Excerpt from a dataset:
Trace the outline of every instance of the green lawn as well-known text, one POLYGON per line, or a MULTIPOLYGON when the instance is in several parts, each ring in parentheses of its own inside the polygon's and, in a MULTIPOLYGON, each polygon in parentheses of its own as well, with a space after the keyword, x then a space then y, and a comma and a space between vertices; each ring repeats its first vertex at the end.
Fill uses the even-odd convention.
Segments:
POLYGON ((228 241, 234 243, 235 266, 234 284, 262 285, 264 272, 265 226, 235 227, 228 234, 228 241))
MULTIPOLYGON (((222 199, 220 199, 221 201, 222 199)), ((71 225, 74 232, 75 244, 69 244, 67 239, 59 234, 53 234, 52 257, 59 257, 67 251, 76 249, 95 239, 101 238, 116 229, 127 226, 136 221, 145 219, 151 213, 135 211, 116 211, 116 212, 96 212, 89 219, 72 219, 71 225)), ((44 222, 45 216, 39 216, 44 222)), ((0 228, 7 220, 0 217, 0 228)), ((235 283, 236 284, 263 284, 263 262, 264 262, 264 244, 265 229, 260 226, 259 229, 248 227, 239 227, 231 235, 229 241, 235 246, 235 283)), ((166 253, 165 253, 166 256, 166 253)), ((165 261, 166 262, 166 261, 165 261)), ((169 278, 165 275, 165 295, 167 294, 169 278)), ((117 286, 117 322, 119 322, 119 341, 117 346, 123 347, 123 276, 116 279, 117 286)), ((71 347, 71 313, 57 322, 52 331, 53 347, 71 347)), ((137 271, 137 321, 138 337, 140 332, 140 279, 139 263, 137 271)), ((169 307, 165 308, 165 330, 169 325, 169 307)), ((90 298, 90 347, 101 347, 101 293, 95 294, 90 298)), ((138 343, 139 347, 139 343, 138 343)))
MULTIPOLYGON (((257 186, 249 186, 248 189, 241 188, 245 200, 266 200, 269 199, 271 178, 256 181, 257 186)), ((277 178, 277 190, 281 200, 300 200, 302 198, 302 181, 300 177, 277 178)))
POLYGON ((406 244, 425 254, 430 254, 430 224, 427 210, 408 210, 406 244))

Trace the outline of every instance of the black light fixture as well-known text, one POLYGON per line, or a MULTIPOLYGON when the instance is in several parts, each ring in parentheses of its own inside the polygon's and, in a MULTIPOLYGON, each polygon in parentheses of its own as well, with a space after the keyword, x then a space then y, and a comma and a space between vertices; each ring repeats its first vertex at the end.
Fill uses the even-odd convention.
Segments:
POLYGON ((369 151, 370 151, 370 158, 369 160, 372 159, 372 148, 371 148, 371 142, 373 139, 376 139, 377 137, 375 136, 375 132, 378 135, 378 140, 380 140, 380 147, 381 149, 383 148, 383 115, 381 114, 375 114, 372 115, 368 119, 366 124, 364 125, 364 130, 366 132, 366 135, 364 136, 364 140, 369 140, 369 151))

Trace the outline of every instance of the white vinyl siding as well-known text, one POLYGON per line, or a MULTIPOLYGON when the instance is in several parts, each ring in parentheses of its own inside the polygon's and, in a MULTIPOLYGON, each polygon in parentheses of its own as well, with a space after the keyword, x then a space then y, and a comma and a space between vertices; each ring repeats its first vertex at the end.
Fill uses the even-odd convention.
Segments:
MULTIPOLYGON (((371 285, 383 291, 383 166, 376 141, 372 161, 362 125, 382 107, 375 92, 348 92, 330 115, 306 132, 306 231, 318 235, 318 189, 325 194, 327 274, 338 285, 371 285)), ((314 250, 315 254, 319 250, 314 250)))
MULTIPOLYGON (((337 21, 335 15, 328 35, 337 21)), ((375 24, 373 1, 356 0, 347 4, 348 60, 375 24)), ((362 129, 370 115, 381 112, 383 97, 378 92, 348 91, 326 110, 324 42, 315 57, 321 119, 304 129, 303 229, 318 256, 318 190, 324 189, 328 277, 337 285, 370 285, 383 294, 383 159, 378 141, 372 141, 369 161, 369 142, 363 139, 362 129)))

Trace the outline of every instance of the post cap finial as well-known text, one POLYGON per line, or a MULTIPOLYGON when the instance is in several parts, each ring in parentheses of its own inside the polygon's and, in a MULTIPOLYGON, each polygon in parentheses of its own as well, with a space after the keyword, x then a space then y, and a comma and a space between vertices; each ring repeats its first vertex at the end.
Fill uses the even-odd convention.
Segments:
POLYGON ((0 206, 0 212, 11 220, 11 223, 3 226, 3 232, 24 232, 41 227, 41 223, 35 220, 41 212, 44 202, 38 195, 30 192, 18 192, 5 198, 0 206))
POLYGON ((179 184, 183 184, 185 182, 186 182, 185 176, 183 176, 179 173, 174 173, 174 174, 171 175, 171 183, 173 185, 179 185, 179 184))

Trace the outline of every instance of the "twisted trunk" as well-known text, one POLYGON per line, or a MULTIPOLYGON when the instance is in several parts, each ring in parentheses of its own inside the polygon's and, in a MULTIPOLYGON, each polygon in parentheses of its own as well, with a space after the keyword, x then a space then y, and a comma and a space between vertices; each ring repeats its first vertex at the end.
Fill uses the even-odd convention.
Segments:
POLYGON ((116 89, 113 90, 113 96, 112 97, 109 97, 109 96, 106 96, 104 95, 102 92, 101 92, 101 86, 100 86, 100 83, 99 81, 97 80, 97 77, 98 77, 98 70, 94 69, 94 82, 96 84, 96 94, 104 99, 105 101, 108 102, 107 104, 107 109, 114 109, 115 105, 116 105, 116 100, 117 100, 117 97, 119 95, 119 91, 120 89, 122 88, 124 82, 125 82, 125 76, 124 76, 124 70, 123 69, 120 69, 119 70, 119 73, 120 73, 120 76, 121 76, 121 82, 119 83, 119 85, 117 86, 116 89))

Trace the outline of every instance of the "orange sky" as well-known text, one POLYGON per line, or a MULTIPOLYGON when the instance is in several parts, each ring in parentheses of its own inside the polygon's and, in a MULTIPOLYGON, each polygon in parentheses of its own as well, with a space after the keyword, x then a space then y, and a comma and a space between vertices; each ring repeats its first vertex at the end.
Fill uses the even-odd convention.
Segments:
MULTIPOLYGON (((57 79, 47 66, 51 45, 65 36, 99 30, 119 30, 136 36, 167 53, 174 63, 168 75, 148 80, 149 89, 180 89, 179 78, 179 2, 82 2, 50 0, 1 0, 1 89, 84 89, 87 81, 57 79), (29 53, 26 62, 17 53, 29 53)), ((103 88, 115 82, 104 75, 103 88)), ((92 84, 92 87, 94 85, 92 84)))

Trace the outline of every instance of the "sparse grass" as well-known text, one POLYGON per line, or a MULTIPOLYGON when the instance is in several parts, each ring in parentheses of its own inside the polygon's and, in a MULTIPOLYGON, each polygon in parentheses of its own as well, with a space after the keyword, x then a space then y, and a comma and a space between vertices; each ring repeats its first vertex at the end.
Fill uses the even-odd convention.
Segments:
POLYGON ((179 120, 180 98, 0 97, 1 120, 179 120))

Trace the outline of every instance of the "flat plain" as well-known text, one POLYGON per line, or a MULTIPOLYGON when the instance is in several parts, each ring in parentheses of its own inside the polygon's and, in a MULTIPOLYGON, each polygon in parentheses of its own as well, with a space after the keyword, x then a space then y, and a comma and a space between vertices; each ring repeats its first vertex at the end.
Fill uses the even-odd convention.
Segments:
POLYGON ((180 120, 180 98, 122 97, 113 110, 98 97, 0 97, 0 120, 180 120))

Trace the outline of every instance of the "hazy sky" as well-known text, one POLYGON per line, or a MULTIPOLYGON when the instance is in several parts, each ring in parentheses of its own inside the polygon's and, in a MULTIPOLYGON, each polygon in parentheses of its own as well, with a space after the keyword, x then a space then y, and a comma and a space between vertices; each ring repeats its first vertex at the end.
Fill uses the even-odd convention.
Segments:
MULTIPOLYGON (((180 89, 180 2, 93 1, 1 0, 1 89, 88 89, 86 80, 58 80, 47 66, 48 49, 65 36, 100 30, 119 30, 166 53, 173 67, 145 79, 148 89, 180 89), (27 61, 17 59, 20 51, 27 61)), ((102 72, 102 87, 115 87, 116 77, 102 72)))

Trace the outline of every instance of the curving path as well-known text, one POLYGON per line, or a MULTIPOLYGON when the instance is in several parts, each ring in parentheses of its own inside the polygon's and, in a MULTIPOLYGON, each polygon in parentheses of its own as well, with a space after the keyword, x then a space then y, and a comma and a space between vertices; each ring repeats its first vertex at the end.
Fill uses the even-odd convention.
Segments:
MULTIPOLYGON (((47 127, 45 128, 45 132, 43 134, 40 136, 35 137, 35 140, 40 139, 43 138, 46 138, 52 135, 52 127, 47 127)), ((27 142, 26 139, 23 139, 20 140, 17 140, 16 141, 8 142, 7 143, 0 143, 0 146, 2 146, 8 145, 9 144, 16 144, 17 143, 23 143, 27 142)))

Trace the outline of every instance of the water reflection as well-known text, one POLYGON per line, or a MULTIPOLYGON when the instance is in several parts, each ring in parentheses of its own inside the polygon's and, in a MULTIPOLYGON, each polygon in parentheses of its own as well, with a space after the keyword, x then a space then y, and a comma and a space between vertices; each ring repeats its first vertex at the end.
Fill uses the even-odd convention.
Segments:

#### Exercise
Starting at the beginning of the entries and ending at the line that contains "POLYGON ((406 244, 425", give each line as a string in a JSON list, with both ends included and blank lines left out.

#### Exercise answer
[
  "Trace the outline of every instance of the green lawn as well-known text, one POLYGON per line, or a MULTIPOLYGON when the instance is in several parts, each ring in parentheses of its own inside the polygon's and, in a MULTIPOLYGON, each polygon in parentheses of its own as well, with a space after the keyword, x then a space then y, and a comma and a space between vertices; each ring repeats its first vertex at the end.",
  "Fill uses the even-odd convention.",
  "Segments:",
  "POLYGON ((228 241, 234 243, 235 266, 234 284, 262 285, 264 272, 265 226, 235 227, 228 234, 228 241))",
  "MULTIPOLYGON (((222 199, 220 199, 221 201, 222 199)), ((71 225, 74 232, 75 244, 69 244, 67 239, 59 234, 53 234, 52 257, 59 257, 67 251, 76 249, 95 239, 101 238, 116 229, 127 226, 136 221, 145 219, 151 213, 135 211, 116 211, 116 212, 96 212, 89 219, 72 219, 71 225)), ((44 222, 45 216, 39 216, 44 222)), ((0 228, 7 220, 0 217, 0 228)), ((235 283, 236 284, 263 284, 263 262, 264 262, 264 244, 265 229, 260 226, 259 229, 248 227, 239 227, 231 235, 229 241, 235 246, 235 283)), ((166 253, 165 253, 166 256, 166 253)), ((165 261, 166 262, 166 261, 165 261)), ((169 278, 165 275, 165 295, 167 294, 169 278)), ((117 286, 117 322, 119 322, 119 341, 117 346, 123 347, 123 276, 116 279, 117 286)), ((71 347, 71 313, 57 322, 52 331, 53 347, 71 347)), ((137 271, 137 321, 138 337, 140 332, 140 279, 139 263, 137 271)), ((169 307, 165 308, 165 330, 169 325, 169 307)), ((90 298, 90 347, 101 347, 101 293, 95 294, 90 298)), ((138 343, 139 347, 139 343, 138 343)))",
  "MULTIPOLYGON (((257 186, 249 186, 248 189, 241 188, 245 200, 266 200, 269 199, 271 178, 256 181, 257 186)), ((277 178, 277 190, 281 200, 300 200, 302 198, 302 181, 300 177, 277 178)))",
  "POLYGON ((406 244, 425 254, 430 254, 430 224, 427 210, 408 210, 406 244))"
]